Given entries

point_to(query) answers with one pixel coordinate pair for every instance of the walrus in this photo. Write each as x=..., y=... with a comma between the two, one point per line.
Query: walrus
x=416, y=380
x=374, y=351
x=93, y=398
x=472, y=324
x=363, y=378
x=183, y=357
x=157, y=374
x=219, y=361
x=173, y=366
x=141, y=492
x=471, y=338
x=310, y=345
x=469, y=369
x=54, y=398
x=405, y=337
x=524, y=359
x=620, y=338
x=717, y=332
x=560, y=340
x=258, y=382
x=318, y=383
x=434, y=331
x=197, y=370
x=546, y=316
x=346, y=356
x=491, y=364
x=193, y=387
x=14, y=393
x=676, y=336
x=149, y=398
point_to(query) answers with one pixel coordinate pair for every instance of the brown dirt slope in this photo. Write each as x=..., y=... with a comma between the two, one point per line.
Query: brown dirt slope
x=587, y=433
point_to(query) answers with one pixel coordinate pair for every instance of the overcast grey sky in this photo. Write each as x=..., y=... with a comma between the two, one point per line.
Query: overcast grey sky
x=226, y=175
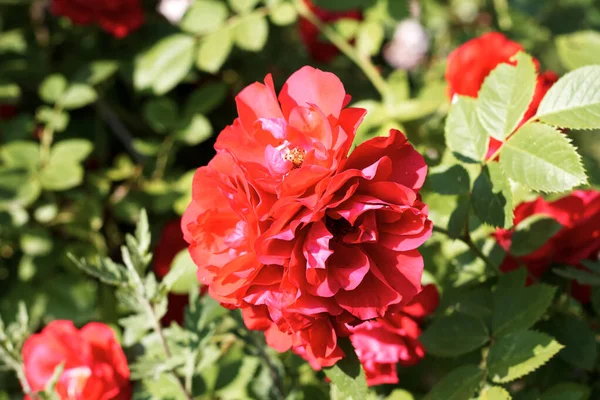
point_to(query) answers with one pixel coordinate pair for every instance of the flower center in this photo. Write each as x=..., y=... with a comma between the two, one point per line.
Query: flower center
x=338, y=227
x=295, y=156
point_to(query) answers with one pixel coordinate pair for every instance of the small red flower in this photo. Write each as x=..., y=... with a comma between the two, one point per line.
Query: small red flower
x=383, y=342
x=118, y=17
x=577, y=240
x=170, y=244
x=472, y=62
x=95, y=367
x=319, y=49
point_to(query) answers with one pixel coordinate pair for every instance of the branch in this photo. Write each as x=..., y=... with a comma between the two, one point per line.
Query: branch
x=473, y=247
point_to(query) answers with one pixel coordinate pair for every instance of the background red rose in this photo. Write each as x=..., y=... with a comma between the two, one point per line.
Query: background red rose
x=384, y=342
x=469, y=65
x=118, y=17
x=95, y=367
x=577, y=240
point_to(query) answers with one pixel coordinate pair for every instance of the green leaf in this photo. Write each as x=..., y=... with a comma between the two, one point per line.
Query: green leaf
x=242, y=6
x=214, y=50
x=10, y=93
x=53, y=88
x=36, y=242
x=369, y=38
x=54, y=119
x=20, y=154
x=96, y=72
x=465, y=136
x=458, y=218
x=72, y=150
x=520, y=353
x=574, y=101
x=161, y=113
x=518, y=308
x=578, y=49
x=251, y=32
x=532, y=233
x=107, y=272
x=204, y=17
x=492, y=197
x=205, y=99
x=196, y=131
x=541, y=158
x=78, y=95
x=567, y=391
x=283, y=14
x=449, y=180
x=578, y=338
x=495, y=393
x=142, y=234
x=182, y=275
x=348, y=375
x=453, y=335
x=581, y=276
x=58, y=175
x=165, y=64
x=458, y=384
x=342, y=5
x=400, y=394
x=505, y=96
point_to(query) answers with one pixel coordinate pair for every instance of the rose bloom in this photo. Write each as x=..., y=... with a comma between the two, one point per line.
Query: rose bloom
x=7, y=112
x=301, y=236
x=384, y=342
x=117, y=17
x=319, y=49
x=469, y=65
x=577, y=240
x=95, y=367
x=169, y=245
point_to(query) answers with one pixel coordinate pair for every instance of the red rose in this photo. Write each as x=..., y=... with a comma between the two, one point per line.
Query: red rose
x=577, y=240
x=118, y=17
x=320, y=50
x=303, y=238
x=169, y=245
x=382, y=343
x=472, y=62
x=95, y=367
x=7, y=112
---
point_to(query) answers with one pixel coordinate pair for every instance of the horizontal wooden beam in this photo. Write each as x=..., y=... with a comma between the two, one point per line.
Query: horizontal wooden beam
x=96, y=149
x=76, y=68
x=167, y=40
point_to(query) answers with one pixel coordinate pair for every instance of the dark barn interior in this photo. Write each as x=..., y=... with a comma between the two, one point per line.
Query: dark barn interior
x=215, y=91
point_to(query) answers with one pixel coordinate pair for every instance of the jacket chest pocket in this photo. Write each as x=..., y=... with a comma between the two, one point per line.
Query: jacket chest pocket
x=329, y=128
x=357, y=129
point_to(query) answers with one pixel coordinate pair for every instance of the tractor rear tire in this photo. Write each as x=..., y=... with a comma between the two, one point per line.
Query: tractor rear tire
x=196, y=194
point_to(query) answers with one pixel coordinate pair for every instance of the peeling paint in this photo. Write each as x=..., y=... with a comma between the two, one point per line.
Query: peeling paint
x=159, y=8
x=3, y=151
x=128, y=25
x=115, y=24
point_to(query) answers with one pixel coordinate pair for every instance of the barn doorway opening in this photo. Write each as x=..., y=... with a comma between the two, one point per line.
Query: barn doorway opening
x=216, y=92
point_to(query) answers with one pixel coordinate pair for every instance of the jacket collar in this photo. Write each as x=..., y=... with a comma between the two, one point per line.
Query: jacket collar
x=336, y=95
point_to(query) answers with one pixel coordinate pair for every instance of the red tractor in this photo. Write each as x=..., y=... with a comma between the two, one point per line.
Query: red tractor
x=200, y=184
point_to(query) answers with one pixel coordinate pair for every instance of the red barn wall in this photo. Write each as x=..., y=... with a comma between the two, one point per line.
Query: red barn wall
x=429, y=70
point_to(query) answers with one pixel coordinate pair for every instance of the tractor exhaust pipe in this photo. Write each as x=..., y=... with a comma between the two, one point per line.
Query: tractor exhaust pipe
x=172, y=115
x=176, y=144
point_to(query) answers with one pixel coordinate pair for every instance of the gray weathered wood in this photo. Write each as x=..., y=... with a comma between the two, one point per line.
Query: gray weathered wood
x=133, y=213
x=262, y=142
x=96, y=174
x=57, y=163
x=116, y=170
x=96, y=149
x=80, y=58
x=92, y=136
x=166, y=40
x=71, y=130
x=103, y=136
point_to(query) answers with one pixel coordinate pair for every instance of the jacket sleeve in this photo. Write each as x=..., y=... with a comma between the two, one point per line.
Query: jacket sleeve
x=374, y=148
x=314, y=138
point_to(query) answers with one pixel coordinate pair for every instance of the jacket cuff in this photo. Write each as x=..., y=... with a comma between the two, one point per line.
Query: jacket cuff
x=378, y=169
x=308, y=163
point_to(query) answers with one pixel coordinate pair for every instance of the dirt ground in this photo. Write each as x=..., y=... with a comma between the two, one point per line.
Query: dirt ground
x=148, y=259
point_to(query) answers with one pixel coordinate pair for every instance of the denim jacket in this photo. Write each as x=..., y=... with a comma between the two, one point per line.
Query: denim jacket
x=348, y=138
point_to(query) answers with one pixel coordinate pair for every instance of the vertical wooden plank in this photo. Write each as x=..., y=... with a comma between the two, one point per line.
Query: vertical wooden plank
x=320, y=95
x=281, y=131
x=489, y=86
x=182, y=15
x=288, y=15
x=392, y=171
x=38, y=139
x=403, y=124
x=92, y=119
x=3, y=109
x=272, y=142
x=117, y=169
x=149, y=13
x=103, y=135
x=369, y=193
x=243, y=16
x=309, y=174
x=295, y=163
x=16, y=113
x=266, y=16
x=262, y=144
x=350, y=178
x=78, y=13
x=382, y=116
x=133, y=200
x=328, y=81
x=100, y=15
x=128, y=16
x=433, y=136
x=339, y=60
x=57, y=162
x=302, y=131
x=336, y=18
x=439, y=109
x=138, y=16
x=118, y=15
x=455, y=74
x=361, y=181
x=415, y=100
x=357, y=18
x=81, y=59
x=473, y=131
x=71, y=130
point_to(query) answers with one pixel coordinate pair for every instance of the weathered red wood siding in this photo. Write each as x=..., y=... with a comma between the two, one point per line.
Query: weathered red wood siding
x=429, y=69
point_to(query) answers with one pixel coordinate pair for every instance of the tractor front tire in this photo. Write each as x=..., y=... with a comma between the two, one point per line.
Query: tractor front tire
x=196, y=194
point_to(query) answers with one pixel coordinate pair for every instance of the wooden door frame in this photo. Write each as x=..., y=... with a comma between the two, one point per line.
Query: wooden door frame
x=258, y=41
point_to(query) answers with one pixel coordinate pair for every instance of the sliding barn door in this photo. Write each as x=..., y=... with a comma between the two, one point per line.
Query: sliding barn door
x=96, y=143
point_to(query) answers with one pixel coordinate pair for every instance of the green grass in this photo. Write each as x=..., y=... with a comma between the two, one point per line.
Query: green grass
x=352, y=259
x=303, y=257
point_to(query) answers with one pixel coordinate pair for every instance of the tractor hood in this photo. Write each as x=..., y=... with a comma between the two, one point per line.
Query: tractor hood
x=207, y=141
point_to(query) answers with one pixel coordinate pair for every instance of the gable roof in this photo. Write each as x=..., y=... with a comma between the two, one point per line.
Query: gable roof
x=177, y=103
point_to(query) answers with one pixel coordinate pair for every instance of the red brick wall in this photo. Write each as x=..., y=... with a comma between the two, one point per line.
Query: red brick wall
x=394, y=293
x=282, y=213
* * *
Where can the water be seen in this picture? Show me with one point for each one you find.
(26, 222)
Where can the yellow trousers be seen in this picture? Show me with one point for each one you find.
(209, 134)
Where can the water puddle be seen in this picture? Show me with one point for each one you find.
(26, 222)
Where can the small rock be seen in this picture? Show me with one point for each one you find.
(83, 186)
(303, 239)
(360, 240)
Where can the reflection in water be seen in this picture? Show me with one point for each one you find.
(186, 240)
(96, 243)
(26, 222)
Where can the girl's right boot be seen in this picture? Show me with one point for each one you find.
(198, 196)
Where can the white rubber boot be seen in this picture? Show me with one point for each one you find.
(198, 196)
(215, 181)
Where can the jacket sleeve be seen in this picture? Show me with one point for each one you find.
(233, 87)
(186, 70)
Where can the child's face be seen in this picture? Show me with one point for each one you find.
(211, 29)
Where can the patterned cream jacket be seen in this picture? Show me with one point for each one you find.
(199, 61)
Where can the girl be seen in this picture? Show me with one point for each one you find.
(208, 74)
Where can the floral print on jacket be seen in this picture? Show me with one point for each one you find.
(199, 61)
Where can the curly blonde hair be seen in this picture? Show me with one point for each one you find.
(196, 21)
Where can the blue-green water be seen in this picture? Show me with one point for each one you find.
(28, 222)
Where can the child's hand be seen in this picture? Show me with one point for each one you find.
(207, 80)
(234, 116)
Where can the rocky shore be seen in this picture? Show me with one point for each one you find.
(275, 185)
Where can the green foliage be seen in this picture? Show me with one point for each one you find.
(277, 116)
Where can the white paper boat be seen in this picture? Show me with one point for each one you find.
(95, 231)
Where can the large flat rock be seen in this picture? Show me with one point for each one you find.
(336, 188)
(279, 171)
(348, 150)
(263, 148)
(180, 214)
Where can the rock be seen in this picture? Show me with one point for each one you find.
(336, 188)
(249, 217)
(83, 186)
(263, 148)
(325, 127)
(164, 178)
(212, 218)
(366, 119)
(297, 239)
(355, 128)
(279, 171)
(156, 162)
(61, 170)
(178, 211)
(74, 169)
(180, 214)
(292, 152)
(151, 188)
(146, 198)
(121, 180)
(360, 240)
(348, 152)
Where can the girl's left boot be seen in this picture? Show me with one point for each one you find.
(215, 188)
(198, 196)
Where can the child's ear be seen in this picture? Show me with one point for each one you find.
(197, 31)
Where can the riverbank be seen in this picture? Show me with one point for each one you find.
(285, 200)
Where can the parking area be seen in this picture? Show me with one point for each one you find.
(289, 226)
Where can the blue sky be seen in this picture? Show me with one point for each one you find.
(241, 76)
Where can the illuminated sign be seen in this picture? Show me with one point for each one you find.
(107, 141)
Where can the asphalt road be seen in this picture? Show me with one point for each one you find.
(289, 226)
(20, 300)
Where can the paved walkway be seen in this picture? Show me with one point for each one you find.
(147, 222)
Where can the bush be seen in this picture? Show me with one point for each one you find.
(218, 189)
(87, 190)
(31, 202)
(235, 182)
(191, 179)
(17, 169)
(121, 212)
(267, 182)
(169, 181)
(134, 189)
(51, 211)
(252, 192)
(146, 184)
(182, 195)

Exercise aim
Format the rows from the line with "the tractor front" to the line with "x=96, y=143" as a two-column CSV with the headers input and output. Give one CSV line per row, with the row's wording in input and its coordinates in output, each in a single quoted field with line breaks replaced by spaces.

Result of the task
input,output
"point_to(query) answers with one pixel coordinate pair for every instance of the tractor front tire in this photo. Write each as x=..., y=... with a comma between the two, one point per line. Query: tractor front tire","x=196, y=194"
"point_to(query) answers with one pixel coordinate pair for every instance of the wooden door frame in this photo. Write each as x=..., y=... with a comma between the two, one point per line. Query: wooden door frame","x=258, y=41"
"point_to(query) answers with one pixel coordinate pair for every instance of the sliding barn door in this photo. Write each as x=..., y=... with a comma between the two, one point per line. Query: sliding barn door","x=96, y=143"